■ **Work order**: Extend the passage on the swab-based diagnostic device's performance results, writing on from its last sentence.

■ **Source text**:
Based on our results, the device is not yet ready for clinical use.. The rapid communication strategy was efficient in that after feedback from our research staff regarding device performance, the company did develop new prototypes that showed a much increased sensitivity (80% with both vaginal and cervical swabs), and prevented staff injury by using a “crusher” device to break the ampoules. Although device sensitivity appeared to improve using this tactic (from 38% to 80%), due to small sample sizes this increase was not statistically significant. In addition, the increased sensitivity was accompanied by a high percentage of indeterminate results and false positives that lowered specificity from 60-77% to 25-37%, which was statistically significant at p=.05. Therefore, while safety issues improved, overall device performance is not ready for larger clinical trials.

■ **Record extracts**:
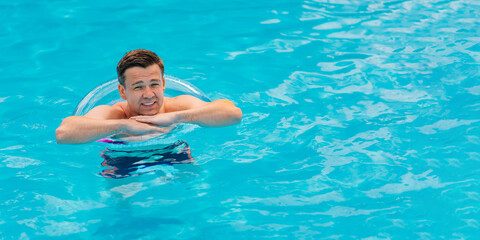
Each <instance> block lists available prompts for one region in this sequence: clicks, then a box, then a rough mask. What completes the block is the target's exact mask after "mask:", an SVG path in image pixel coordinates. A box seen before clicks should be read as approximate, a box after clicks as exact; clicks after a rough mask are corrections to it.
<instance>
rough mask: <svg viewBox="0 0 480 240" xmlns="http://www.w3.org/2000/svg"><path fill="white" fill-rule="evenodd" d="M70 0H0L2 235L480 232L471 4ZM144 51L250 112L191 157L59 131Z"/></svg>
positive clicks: (132, 235)
mask: <svg viewBox="0 0 480 240" xmlns="http://www.w3.org/2000/svg"><path fill="white" fill-rule="evenodd" d="M72 4H73V5H69V6H66V5H65V4H64V3H61V2H56V3H43V2H38V3H33V2H31V3H30V2H18V3H13V2H12V3H4V4H3V5H2V6H3V7H2V8H0V9H1V10H0V12H2V13H3V14H0V16H2V17H0V18H2V19H3V20H4V21H1V23H0V24H1V26H3V27H2V28H0V29H2V30H0V33H1V34H0V43H2V44H0V51H1V52H2V53H3V54H4V55H5V56H8V57H5V58H2V59H0V64H1V65H2V66H4V67H2V68H0V73H1V75H2V76H3V79H4V81H2V84H4V86H3V87H2V88H1V89H0V104H1V105H0V106H1V107H0V116H1V117H2V119H3V121H2V122H1V123H0V127H1V129H2V135H1V136H0V140H1V144H0V173H2V174H0V181H1V182H0V183H1V184H0V190H1V191H0V197H1V199H2V201H0V216H1V219H0V233H1V234H0V236H2V237H3V236H5V238H7V239H10V238H12V239H17V238H20V239H31V238H43V237H52V236H61V237H69V238H72V237H73V238H99V239H110V238H114V237H118V238H126V239H127V238H128V239H138V238H144V239H151V238H156V237H164V238H192V239H207V238H208V239H225V238H227V239H231V238H239V239H245V238H252V237H275V238H289V239H323V238H332V239H344V238H345V239H349V238H354V239H362V238H365V239H418V238H420V239H421V238H423V239H436V238H447V239H450V238H475V236H476V233H477V232H478V228H479V227H480V224H479V223H478V220H476V219H477V215H478V211H477V210H476V209H478V207H479V206H478V199H480V196H479V194H478V192H479V188H478V184H477V182H478V179H479V177H478V176H479V175H478V174H479V171H477V170H476V169H478V168H479V167H480V165H479V164H478V163H479V160H480V152H479V150H478V149H480V148H479V145H480V140H479V135H480V134H479V120H480V114H479V111H480V108H479V106H480V105H479V104H478V102H479V100H480V99H479V96H480V93H479V89H480V86H479V85H478V77H479V72H478V62H479V59H480V47H479V46H480V43H479V38H478V35H479V34H478V29H479V28H478V24H479V20H478V17H477V16H478V14H479V10H478V9H479V8H478V3H476V2H475V1H466V0H465V1H463V0H458V1H421V2H418V1H380V2H378V1H366V2H365V1H348V0H344V1H300V2H298V1H289V0H285V1H280V2H275V3H269V2H261V1H257V2H248V3H247V2H242V3H240V2H238V1H226V2H224V1H213V0H212V1H206V2H205V1H203V2H202V3H195V2H188V1H187V3H182V5H178V3H175V1H164V2H161V3H160V2H158V3H151V2H148V1H147V2H141V3H140V4H137V3H136V4H135V5H134V4H131V3H114V2H108V1H107V2H103V3H102V4H99V3H95V4H91V3H88V2H85V3H84V2H75V1H74V2H72ZM187 5H188V7H187ZM33 9H35V10H37V11H33ZM93 16H95V17H93ZM99 16H101V17H99ZM39 23H42V24H39ZM147 36H148V37H147ZM132 48H148V49H152V50H154V51H156V52H158V53H159V54H160V56H162V57H163V58H164V61H165V63H166V66H167V67H166V69H167V70H168V71H167V72H168V74H171V75H174V76H178V77H180V78H182V79H185V80H188V81H191V82H192V83H193V84H195V85H196V86H197V87H199V88H200V89H202V90H203V91H204V92H206V93H207V95H209V97H210V98H212V99H218V98H229V99H231V100H232V101H234V102H235V103H236V104H237V105H239V106H240V107H241V108H242V110H243V113H244V119H243V122H242V123H241V124H240V125H238V126H233V127H228V128H218V129H196V130H195V131H196V132H195V134H192V135H191V136H188V137H187V139H185V142H186V143H187V142H188V149H189V153H190V154H191V157H192V158H194V159H195V161H194V162H193V163H188V164H182V163H183V160H180V162H182V163H180V164H164V163H165V162H164V160H165V158H168V157H165V156H164V155H162V154H160V153H165V151H164V150H162V149H160V150H158V149H157V150H156V151H149V150H145V151H144V152H135V153H132V152H127V151H124V150H121V151H120V150H117V151H111V150H106V151H105V149H104V146H99V145H98V144H86V145H79V146H60V145H56V144H55V142H54V136H53V132H54V129H55V128H56V127H57V126H58V124H59V123H60V121H61V119H63V118H64V117H66V116H67V115H68V114H69V113H71V112H72V111H73V110H74V108H75V106H76V104H77V103H78V102H79V101H80V99H81V98H82V96H83V95H84V94H85V93H87V92H88V91H89V90H90V89H92V88H93V87H95V86H96V85H98V84H99V83H102V82H104V81H106V80H108V79H112V78H114V77H115V76H114V74H115V72H114V66H115V64H116V61H117V60H118V59H119V58H120V57H121V56H122V55H123V54H124V53H125V52H126V51H128V50H130V49H132ZM27 63H28V64H27ZM177 150H178V149H177ZM103 151H104V152H103ZM172 151H173V150H172ZM102 152H103V153H102ZM170 153H172V152H170ZM174 153H175V154H180V153H181V154H180V155H182V158H181V159H186V160H188V159H191V158H189V157H185V156H187V155H188V154H187V155H185V152H181V151H180V152H179V151H176V152H174ZM175 154H174V155H175ZM102 156H103V158H102ZM112 159H113V160H112ZM102 162H103V163H104V164H105V165H109V166H111V167H105V166H102V165H101V164H102ZM118 162H122V163H121V164H120V165H121V166H120V168H121V169H122V171H119V172H116V171H115V170H112V168H113V169H115V164H116V163H118ZM125 162H127V163H125ZM116 167H117V170H118V167H119V166H116ZM102 172H104V173H107V175H108V176H110V177H112V176H119V178H117V179H112V178H108V177H107V178H105V177H103V176H101V175H99V174H98V173H102ZM125 176H128V177H125ZM119 229H120V230H121V231H119Z"/></svg>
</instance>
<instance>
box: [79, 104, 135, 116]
mask: <svg viewBox="0 0 480 240" xmlns="http://www.w3.org/2000/svg"><path fill="white" fill-rule="evenodd" d="M125 104H126V103H125V102H119V103H116V104H114V105H113V106H108V105H100V106H96V107H94V108H93V109H92V110H90V111H89V112H88V113H87V114H85V117H90V118H97V119H123V118H126V114H125V110H124V109H125V106H124V105H125Z"/></svg>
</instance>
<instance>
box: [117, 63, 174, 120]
mask: <svg viewBox="0 0 480 240" xmlns="http://www.w3.org/2000/svg"><path fill="white" fill-rule="evenodd" d="M124 76H125V87H124V86H123V85H121V84H119V85H118V90H119V92H120V96H121V97H122V98H123V99H126V100H127V103H128V106H129V108H130V111H132V114H133V115H155V114H157V113H159V112H160V110H162V111H163V109H164V107H163V92H164V91H165V78H164V77H163V76H162V74H161V72H160V67H158V65H157V64H153V65H150V66H148V67H146V68H142V67H132V68H128V69H127V70H125V72H124Z"/></svg>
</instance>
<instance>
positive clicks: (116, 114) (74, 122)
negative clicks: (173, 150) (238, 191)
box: [55, 106, 159, 143]
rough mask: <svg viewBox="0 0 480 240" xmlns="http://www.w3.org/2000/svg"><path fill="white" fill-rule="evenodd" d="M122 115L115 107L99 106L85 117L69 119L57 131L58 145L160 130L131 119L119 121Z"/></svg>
mask: <svg viewBox="0 0 480 240" xmlns="http://www.w3.org/2000/svg"><path fill="white" fill-rule="evenodd" d="M122 115H123V111H121V110H119V109H116V108H115V107H111V106H98V107H95V108H94V109H92V110H91V111H90V112H89V113H87V114H86V115H85V116H71V117H67V118H65V119H64V120H63V121H62V124H60V127H58V128H57V130H56V131H55V136H56V138H57V143H86V142H91V141H95V140H98V139H101V138H104V137H108V136H110V135H113V134H116V133H119V132H126V133H129V134H143V133H150V132H154V131H158V130H159V128H158V127H155V126H151V125H149V124H144V123H139V122H137V121H134V120H131V119H118V118H120V117H121V116H122Z"/></svg>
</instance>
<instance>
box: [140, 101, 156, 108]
mask: <svg viewBox="0 0 480 240" xmlns="http://www.w3.org/2000/svg"><path fill="white" fill-rule="evenodd" d="M156 102H157V101H153V102H146V103H142V106H146V107H150V106H152V105H153V104H154V103H156Z"/></svg>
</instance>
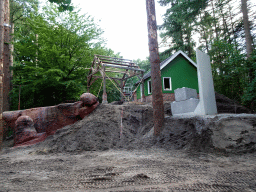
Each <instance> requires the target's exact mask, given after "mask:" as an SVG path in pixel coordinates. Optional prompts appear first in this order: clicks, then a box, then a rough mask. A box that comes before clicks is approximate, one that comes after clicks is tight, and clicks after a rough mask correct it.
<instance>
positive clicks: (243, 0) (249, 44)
mask: <svg viewBox="0 0 256 192" xmlns="http://www.w3.org/2000/svg"><path fill="white" fill-rule="evenodd" d="M241 3H242V13H243V23H244V32H245V40H246V51H247V57H248V58H250V56H251V54H252V51H253V47H252V44H253V43H252V35H251V31H250V24H249V19H248V9H247V0H241Z"/></svg>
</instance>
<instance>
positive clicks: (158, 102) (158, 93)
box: [146, 0, 164, 135]
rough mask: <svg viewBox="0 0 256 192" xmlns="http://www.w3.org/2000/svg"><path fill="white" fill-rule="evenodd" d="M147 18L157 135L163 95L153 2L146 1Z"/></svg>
mask: <svg viewBox="0 0 256 192" xmlns="http://www.w3.org/2000/svg"><path fill="white" fill-rule="evenodd" d="M146 6H147V18H148V44H149V55H150V63H151V82H152V97H153V103H152V104H153V118H154V134H155V135H159V134H160V132H161V130H162V126H163V122H164V106H163V93H162V83H161V71H160V59H159V52H158V42H157V25H156V15H155V1H154V0H146Z"/></svg>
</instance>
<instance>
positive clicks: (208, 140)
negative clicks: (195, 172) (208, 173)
mask: <svg viewBox="0 0 256 192" xmlns="http://www.w3.org/2000/svg"><path fill="white" fill-rule="evenodd" d="M152 120H153V117H152V106H151V105H134V104H126V105H111V104H107V105H100V106H99V107H98V108H97V109H96V110H95V111H93V113H91V114H90V115H89V116H88V117H86V118H84V119H83V120H81V121H79V122H77V123H75V124H73V125H70V126H66V127H64V128H62V129H60V130H58V131H57V132H56V134H55V135H52V136H50V137H48V138H47V139H46V140H45V141H44V142H42V143H39V144H37V145H36V147H38V149H39V151H44V152H46V153H47V152H80V151H102V150H108V149H117V148H124V149H144V148H150V147H159V148H165V149H187V150H192V151H195V150H196V151H204V152H216V151H218V152H231V153H244V152H253V151H255V149H256V115H247V114H243V115H242V114H241V115H235V114H229V115H228V114H221V115H215V116H205V117H197V116H182V117H181V116H180V117H175V116H174V117H173V116H167V115H166V117H165V123H164V126H163V130H162V132H161V135H160V136H158V137H155V136H154V134H153V132H154V128H153V121H152ZM121 125H122V126H121Z"/></svg>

■ **Exercise answer**:
If the problems with accuracy are resolved, this device has good potential as a point-of-care test in the future. The device would be fairly easy to use in a home or non-clinical office setting, as it is self-contained and the color change for some specimens was dramatic and immediate (within minutes). This would be a clear, visual way to determine if Chlamydia infection is present at the point-of-care, a strategy that would greatly improve STI care. The goal then for the company would be to try to find a way to generate higher sensitivity without sacrificing specificity. In fact, a highly specific test with moderate sensitivity (75-80%) would be good enough to dramatically reduce the possibility that a patient would be lost to follow-up after testing.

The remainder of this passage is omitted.